▸ The request: Reproduce every one of the lines below verbatim, omitting the pictures from your answer.

▸ Stored records:
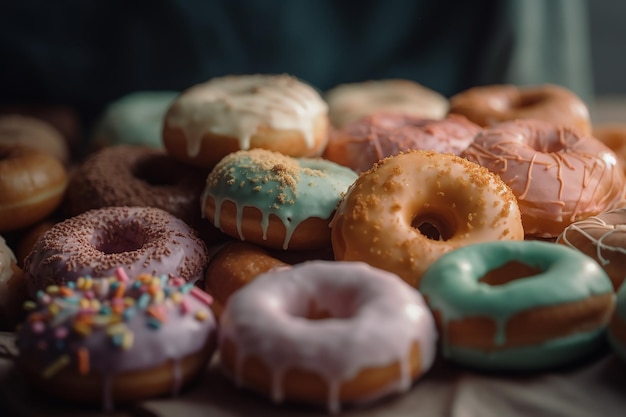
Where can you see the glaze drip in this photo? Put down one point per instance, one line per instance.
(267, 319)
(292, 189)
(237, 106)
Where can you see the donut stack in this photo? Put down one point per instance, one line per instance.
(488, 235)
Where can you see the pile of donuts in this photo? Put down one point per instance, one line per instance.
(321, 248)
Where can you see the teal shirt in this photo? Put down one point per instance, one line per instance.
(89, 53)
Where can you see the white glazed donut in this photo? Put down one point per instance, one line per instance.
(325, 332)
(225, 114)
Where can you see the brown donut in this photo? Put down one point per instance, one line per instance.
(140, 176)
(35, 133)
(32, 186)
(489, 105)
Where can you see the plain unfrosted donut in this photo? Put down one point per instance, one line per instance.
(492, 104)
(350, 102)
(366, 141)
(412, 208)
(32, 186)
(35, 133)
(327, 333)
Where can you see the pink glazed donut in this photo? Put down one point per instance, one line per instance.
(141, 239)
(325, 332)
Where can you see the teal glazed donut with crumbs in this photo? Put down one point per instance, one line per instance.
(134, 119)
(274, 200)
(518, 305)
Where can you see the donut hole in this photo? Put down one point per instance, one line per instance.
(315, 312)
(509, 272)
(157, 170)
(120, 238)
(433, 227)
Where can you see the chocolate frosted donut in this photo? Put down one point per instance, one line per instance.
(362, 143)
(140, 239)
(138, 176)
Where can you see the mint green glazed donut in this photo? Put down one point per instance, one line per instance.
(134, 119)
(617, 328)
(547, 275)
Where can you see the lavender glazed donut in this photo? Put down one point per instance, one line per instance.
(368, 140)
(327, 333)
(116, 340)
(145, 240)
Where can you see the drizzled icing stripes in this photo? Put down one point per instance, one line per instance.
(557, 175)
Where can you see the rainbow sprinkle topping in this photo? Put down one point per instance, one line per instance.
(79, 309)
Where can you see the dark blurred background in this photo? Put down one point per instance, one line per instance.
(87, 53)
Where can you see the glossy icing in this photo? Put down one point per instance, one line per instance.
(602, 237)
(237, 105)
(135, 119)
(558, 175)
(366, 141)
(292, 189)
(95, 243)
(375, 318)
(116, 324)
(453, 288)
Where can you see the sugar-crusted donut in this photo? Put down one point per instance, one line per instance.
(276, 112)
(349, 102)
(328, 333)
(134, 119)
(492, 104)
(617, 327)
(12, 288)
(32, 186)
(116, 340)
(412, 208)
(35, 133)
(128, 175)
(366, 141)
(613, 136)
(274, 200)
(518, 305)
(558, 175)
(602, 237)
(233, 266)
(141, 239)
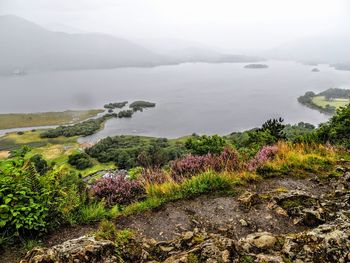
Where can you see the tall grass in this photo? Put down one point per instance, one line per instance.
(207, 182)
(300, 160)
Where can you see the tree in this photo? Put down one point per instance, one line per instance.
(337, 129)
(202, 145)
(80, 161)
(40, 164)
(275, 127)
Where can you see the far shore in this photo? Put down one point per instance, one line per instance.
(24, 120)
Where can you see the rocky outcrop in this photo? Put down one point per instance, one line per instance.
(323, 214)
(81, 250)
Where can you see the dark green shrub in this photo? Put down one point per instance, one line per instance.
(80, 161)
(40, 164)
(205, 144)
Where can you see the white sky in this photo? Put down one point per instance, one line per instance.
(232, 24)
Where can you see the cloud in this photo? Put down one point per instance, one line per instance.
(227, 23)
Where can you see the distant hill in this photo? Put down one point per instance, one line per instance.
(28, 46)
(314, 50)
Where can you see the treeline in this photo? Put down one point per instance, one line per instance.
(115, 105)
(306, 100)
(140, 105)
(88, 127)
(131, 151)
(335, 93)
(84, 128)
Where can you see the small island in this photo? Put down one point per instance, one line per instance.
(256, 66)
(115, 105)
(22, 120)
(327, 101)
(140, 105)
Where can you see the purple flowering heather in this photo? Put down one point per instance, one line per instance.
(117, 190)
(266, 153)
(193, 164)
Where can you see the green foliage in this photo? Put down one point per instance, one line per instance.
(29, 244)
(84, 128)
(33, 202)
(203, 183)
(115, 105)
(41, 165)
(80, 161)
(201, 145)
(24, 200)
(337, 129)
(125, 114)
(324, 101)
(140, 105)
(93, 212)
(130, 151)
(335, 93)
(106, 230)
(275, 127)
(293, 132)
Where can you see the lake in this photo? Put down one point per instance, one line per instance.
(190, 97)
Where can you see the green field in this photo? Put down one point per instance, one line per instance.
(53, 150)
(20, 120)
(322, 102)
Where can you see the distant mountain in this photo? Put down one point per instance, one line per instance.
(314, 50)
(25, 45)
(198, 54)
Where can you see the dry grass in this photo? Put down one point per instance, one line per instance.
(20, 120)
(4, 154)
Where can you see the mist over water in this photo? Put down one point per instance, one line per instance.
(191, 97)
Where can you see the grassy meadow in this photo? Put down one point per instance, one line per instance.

▸ Task answer:
Where can you see the glaze drip in this photo? Put down one point per instance, one line per instance.
(267, 319)
(292, 189)
(237, 106)
Where can you see the donut stack in this photo? Put down one point per instance, one line per instance.
(488, 235)
Where can you see the pile of donuts in this photo? Put down one point per instance, one line per instance.
(321, 248)
Where can you see the teal shirt in this photo? Put down one point per instance, one line per instance.
(89, 53)
Where can you see the white glazed donut in this photo? Put down one point per instance, one line per instance.
(325, 332)
(225, 114)
Where can you see the brown donut in this photo? Put down one point per instance, one line per instance.
(140, 176)
(35, 133)
(32, 186)
(489, 105)
Where can you see the plain unfrosted donut in this photo? Put down one point per instance, one line per instance.
(492, 104)
(350, 102)
(366, 141)
(412, 208)
(32, 186)
(35, 133)
(327, 333)
Where can you see the pink glazed donut in this photo? Put down one point per instance, one line per instance.
(141, 239)
(325, 332)
Where can you see the teal glazed donut with crumbs in this photo? Put down one point per instance, one line per instance.
(134, 119)
(274, 200)
(518, 305)
Where can you see the donut hole in this photo? Put down one point per instance, one line per instance.
(315, 312)
(509, 272)
(157, 170)
(120, 238)
(433, 227)
Where can you see the chocolate frosted donut in this photo? Put down one point per instance, one line per instance.
(362, 143)
(140, 239)
(138, 176)
Where can you see the mint green glazed donut in this photo? Put down one point per instance, one line per instance.
(134, 119)
(617, 328)
(547, 275)
Where can you see the lavender glazed donut in this photo? Put down one point per instance, one line per instance.
(368, 140)
(327, 333)
(116, 340)
(145, 240)
Where can you see the drizzled icing stripes in this photo? Put down one point per instance, one line per instance.
(557, 175)
Where can you see the rainbow sprinkle topping in this photo? Put down one point per instance, one line per instance.
(79, 309)
Where can you see the dark blurred background in this photo? Put down one point per instance, one line per instance.
(87, 53)
Where can you see the glossy icing in this photo? Put down one point per instance, one line per instance.
(602, 237)
(237, 105)
(135, 119)
(558, 175)
(366, 141)
(292, 189)
(95, 243)
(375, 318)
(116, 324)
(453, 288)
Where can you see the sugar-crusted donut in this photo? Put down one point per instance, one line per instance.
(276, 112)
(349, 102)
(328, 333)
(134, 119)
(492, 104)
(617, 327)
(12, 288)
(32, 186)
(116, 340)
(412, 208)
(35, 133)
(128, 175)
(366, 141)
(613, 136)
(274, 200)
(518, 305)
(558, 175)
(602, 237)
(233, 266)
(141, 239)
Where can you see the tall grass in this photo? Put down one point per instance, one line per instance.
(207, 182)
(300, 160)
Where can you see the tree in this photo? Put down one point per instance, one line per instance.
(337, 129)
(202, 145)
(80, 161)
(40, 164)
(275, 127)
Where can you see the far shore in this photo? Put down one point per instance, one line per instance.
(24, 120)
Where can you see the rocky outcrop in this photo? Put down one point per instance, one line per instance.
(323, 214)
(81, 250)
Where can you see the dark green shrub in this photo? Put down one point per instance, one line per instance.
(80, 161)
(40, 164)
(205, 144)
Where can you see the white sky in this photo? Put down one point per instance, one line per instance.
(232, 24)
Where can you see the cloud in this photo? Put down one point per instance, one line per instance.
(227, 23)
Where can you see the distant hill in this photo? Put down one point per instance, one line per instance.
(28, 46)
(314, 50)
Where can you see the treeline in this photo? Put down one point per instance, one line per instance.
(115, 105)
(306, 100)
(140, 105)
(88, 127)
(131, 151)
(335, 93)
(84, 128)
Where can you see the small island in this photo? Put down one point per instance, one line per instance.
(256, 66)
(115, 105)
(22, 120)
(327, 101)
(140, 105)
Where can you see the purple flowering heather in this photo? Put down one point per instance, one line per instance.
(117, 190)
(266, 153)
(193, 164)
Where can you see the green foliage in this photo? Put down one point per instance, one line per instance.
(29, 244)
(84, 128)
(33, 202)
(203, 183)
(115, 105)
(41, 165)
(80, 161)
(201, 145)
(24, 200)
(337, 129)
(125, 114)
(324, 101)
(140, 105)
(93, 212)
(130, 151)
(335, 93)
(106, 230)
(275, 127)
(293, 132)
Where can you see the lake in this photo? Put down one point per instance, one line per instance.
(190, 97)
Where can you see the green field in this photo? Put down one point per instance, one line per instance.
(53, 150)
(20, 120)
(322, 102)
Where can you see the distant mountain in this photo? Put down one point per instance, one line per instance.
(314, 50)
(25, 45)
(198, 54)
Where can you see the dry grass in this photo? Put down one point per instance, one line per instance.
(20, 120)
(4, 154)
Where can you see the mist over water in this photo? Put down one point per instance, one line per instance.
(191, 97)
Where can you see the grassy meadow in this photo? Put down one point per instance, one line per instance.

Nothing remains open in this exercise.